Selected excerpt
· · · · ·

Constitutive activation of STAT5 and Bcl-xL overexpression can induce endogenous erythroid colony formation in human primary cells

Authors:
Garcon L, Rivat C, James C, Lacout C, Camara-Clayette V, Ugo V, Lecluse Y, Bennaceur-Griscelli A, Vainchenker W
In:
Source: Blood
Publication Date: (2006)
Issue: 108(5): 1551-4
Research Area:
Immunotherapy / Hematology
Platform:
Nucleofector® I/II/2b
Abstract
The biologic hallmark of polycythemia vera (PV) is the formation of endogenous erythroid colonies (EECs) with an erythropoietin-independent differentiation. Recently, it has been shown that an activating mutation of JAK2 (V617F) was at the origin of PV. In this work, we studied whether the STAT5/Bcl-xL pathway could be responsible for EEC formation. A constitutively active form of STAT5 was transduced into human erythroid progenitors and induced an erythropoietin-independent terminal differentiation and EEC formation. Furthermore, Bcl-xL overexpression in erythroid progenitors was also able to induce erythroid colonies despite the absence of erythropoietin. Conversely, siRNA-mediated STAT5 and Bcl-xL knock-down in human erythroid progenitors inhibited colony-forming unit-erythroid (CFU-E) formation in the presence of Epo. Altogether, these results demonstrate that a sustained level of the sole Bcl-xL is capable of giving rise to Epo-independent erythroid colony formation and suggest that, in PV patients, JAK2(V617F) may induce EEC via the STAT5/Bcl-xL pathway.

· · · · ·

Record extracts

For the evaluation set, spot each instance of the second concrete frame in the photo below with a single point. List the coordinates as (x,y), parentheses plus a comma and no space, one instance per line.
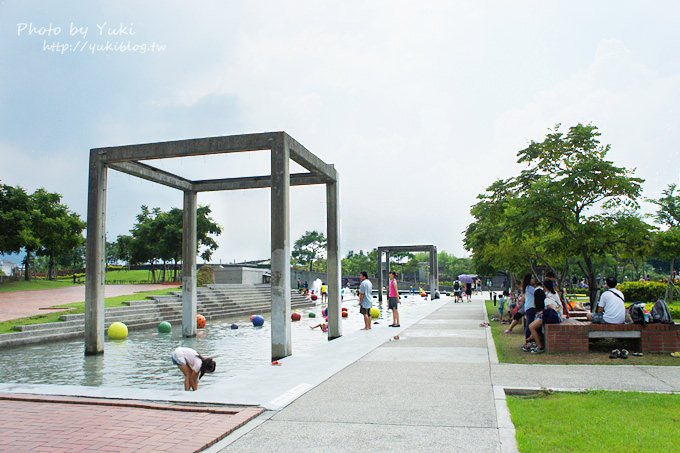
(283,147)
(434,264)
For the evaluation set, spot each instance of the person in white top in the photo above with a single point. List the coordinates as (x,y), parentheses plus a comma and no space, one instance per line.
(192,365)
(611,308)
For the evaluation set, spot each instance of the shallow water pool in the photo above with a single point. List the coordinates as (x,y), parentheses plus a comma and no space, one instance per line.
(142,360)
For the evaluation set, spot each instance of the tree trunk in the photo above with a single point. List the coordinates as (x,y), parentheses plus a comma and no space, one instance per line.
(27,261)
(593,290)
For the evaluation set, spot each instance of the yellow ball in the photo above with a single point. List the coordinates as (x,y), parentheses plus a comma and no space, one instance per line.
(117,331)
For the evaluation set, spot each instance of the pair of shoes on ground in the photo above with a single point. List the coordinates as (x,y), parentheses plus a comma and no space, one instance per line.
(616,354)
(529,346)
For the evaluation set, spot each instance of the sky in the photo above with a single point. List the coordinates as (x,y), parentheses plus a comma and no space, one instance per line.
(419,105)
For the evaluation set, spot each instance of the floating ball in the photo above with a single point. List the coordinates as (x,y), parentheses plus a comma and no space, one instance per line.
(117,331)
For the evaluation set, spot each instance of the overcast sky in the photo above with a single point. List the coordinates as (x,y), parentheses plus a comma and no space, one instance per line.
(420,105)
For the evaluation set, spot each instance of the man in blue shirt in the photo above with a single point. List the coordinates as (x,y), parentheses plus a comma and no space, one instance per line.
(365,299)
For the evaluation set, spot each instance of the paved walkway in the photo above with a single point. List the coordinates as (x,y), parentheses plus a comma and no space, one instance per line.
(437,387)
(19,304)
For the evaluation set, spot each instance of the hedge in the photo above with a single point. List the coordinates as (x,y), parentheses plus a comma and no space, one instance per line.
(643,291)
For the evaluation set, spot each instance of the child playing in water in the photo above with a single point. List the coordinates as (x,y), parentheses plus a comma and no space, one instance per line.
(192,365)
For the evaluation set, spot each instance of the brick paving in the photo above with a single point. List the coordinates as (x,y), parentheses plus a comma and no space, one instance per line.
(67,424)
(19,304)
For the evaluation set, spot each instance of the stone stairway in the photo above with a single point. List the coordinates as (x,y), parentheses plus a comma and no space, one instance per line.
(213,302)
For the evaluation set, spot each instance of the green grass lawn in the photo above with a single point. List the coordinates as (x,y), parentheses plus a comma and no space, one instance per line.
(22,285)
(596,421)
(508,348)
(117,276)
(77,307)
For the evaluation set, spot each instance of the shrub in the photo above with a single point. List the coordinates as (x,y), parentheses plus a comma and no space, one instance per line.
(642,291)
(205,276)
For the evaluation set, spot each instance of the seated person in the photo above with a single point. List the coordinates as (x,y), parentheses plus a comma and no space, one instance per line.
(551,314)
(611,308)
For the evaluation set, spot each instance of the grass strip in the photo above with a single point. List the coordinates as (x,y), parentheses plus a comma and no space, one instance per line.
(509,349)
(78,307)
(596,421)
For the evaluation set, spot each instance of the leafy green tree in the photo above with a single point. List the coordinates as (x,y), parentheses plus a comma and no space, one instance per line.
(566,203)
(309,248)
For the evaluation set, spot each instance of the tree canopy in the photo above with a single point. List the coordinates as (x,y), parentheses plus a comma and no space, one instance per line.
(569,203)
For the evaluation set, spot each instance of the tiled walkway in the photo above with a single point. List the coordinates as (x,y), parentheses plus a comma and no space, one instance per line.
(68,424)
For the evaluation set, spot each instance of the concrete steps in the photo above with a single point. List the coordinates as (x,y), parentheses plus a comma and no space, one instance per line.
(213,302)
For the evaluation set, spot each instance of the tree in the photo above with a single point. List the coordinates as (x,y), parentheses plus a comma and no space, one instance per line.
(157,236)
(667,243)
(566,204)
(309,248)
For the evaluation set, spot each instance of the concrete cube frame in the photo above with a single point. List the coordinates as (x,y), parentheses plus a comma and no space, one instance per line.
(434,263)
(283,147)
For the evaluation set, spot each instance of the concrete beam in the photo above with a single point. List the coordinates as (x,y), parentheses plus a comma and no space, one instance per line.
(254,182)
(280,246)
(95,256)
(302,156)
(189,238)
(333,261)
(192,147)
(152,174)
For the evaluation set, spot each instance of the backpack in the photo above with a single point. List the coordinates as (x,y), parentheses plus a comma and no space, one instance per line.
(661,313)
(637,313)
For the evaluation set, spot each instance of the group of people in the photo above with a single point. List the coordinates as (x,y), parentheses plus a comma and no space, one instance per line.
(543,303)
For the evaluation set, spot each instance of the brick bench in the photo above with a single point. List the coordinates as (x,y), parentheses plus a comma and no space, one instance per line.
(574,337)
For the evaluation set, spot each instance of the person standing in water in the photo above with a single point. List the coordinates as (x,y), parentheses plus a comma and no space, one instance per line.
(193,365)
(365,299)
(393,299)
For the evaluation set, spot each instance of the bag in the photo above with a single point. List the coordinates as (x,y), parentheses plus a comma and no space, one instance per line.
(637,313)
(661,313)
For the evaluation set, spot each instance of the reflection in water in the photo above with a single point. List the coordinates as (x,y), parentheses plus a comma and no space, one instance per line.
(142,360)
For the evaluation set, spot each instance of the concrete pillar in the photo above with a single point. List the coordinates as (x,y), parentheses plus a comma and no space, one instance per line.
(189,302)
(379,274)
(334,263)
(95,256)
(433,270)
(280,245)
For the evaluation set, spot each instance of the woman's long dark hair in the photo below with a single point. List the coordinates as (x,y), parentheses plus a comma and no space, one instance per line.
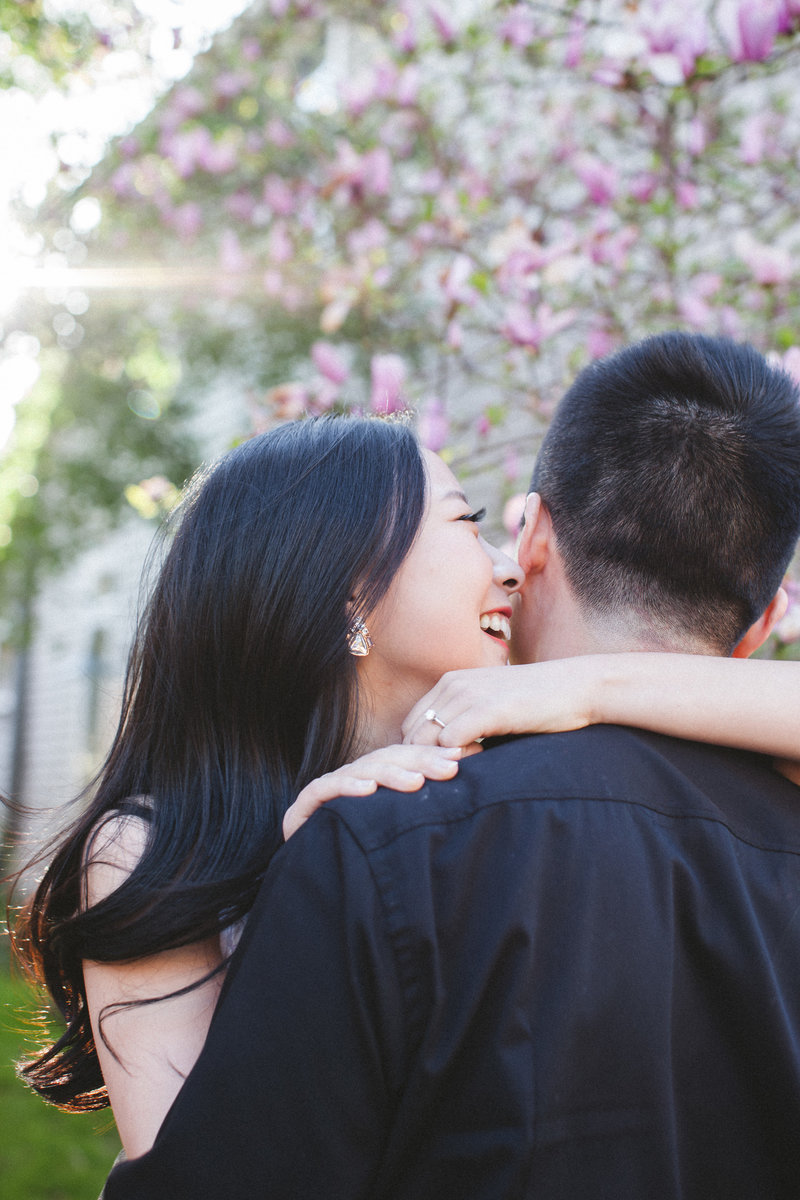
(240,689)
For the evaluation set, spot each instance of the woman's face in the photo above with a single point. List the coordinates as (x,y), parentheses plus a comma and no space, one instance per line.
(447,606)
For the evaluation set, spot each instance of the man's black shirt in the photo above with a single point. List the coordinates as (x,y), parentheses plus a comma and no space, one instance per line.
(571,972)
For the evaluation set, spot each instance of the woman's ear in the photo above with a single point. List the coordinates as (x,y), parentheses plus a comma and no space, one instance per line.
(536,537)
(761,629)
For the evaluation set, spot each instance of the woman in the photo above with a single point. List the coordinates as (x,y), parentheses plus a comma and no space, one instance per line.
(320,580)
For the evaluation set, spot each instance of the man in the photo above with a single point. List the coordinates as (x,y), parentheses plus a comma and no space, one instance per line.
(575,970)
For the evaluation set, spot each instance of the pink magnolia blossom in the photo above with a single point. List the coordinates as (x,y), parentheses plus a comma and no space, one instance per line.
(599,178)
(185,148)
(731,324)
(696,137)
(600,342)
(329,363)
(441,23)
(377,172)
(695,311)
(686,195)
(433,425)
(752,144)
(750,28)
(404,35)
(388,373)
(518,28)
(218,156)
(511,465)
(677,29)
(280,246)
(523,328)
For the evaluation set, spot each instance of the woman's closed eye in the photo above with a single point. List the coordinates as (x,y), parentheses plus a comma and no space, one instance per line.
(475,517)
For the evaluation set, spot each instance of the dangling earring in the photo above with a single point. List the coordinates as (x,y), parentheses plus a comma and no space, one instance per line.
(359,641)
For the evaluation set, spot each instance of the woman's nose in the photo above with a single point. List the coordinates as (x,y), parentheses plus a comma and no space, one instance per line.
(505,571)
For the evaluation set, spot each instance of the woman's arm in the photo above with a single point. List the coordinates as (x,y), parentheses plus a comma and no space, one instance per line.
(149,1049)
(750,703)
(146,1050)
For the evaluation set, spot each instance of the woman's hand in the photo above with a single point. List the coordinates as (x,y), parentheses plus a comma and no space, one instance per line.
(542,697)
(402,767)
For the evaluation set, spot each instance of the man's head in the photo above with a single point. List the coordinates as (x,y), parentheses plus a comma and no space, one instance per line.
(669,485)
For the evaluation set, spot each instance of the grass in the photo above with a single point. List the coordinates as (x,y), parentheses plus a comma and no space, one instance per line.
(44,1155)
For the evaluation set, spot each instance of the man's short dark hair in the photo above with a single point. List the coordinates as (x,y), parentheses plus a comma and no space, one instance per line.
(672,475)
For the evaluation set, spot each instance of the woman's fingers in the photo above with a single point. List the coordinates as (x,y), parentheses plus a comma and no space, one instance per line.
(403,768)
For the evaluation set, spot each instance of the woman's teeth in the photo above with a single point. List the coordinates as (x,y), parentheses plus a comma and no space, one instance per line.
(494,623)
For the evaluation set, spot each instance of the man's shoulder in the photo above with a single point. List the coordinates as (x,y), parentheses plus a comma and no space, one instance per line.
(612,768)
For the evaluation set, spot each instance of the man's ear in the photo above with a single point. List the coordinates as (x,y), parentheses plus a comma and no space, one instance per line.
(761,629)
(536,538)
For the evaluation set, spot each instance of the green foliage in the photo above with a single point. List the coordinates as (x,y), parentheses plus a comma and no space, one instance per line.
(44,1155)
(55,46)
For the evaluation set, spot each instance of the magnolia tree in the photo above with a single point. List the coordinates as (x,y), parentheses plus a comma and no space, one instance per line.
(456,207)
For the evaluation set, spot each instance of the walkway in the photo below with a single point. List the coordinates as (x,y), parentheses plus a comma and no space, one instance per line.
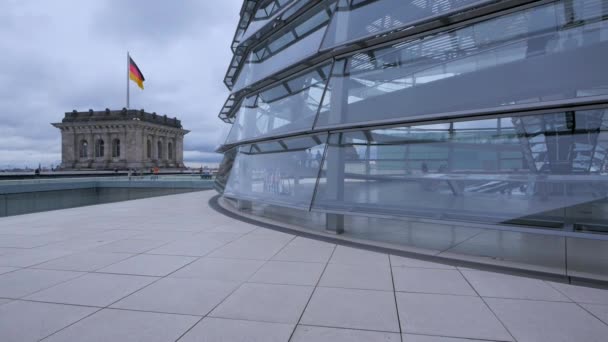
(169,268)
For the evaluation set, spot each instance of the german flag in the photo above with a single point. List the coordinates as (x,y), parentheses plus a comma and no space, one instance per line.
(135,74)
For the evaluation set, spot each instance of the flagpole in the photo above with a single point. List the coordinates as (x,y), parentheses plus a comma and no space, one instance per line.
(128,62)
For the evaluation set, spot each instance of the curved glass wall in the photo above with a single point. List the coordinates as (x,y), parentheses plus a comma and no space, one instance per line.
(485,141)
(520,58)
(280,172)
(544,171)
(268,12)
(295,42)
(224,169)
(357,19)
(290,106)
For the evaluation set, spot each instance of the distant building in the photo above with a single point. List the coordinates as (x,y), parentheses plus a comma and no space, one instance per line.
(122,139)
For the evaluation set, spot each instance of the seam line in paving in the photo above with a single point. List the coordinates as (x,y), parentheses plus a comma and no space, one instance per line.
(579,304)
(487,305)
(311,295)
(390,266)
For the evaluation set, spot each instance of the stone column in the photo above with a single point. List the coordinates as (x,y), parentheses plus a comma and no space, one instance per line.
(91,145)
(67,147)
(107,151)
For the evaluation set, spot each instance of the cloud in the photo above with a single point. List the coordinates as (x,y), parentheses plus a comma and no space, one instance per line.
(62,55)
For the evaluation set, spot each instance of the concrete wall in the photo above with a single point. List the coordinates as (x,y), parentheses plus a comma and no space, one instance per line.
(23,199)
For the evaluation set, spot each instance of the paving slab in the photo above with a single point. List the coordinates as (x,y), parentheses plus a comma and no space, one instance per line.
(6,269)
(133,246)
(22,321)
(355,256)
(304,253)
(179,296)
(365,276)
(354,309)
(265,302)
(121,325)
(288,273)
(582,294)
(26,281)
(531,321)
(86,261)
(93,289)
(230,330)
(149,265)
(220,269)
(600,311)
(450,316)
(322,334)
(492,284)
(428,280)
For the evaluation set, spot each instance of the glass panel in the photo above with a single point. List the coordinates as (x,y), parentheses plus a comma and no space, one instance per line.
(288,107)
(544,171)
(224,169)
(285,177)
(295,42)
(545,53)
(371,18)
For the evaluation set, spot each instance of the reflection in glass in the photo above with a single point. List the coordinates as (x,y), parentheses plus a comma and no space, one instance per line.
(287,107)
(546,53)
(282,172)
(364,18)
(224,169)
(298,40)
(541,170)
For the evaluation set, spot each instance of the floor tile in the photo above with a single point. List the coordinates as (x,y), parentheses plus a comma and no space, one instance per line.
(582,294)
(288,273)
(78,244)
(428,338)
(6,269)
(87,261)
(399,261)
(265,302)
(93,289)
(365,276)
(180,296)
(134,246)
(191,247)
(491,284)
(600,311)
(220,269)
(304,254)
(355,256)
(126,326)
(531,321)
(149,265)
(23,282)
(321,334)
(254,248)
(448,315)
(22,321)
(31,257)
(355,309)
(163,236)
(231,330)
(427,280)
(306,242)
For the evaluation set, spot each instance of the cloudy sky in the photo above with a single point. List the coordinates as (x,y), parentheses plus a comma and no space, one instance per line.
(60,55)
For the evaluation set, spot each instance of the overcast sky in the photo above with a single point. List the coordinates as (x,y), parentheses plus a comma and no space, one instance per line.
(60,55)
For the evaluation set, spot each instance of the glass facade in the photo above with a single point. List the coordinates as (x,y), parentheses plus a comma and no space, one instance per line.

· · · · ·

Using the page on STAT5 and Bcl-xL in erythroid colony formation, answer these:
1. In which journal did the study appear?
2. Which platform does the page list?
3. Which JAK2 mutation does the abstract name as the origin of polycythemia vera?
The records were drawn from a separate source.

Result
1. Blood
2. Nucleofector® I/II/2b
3. V617F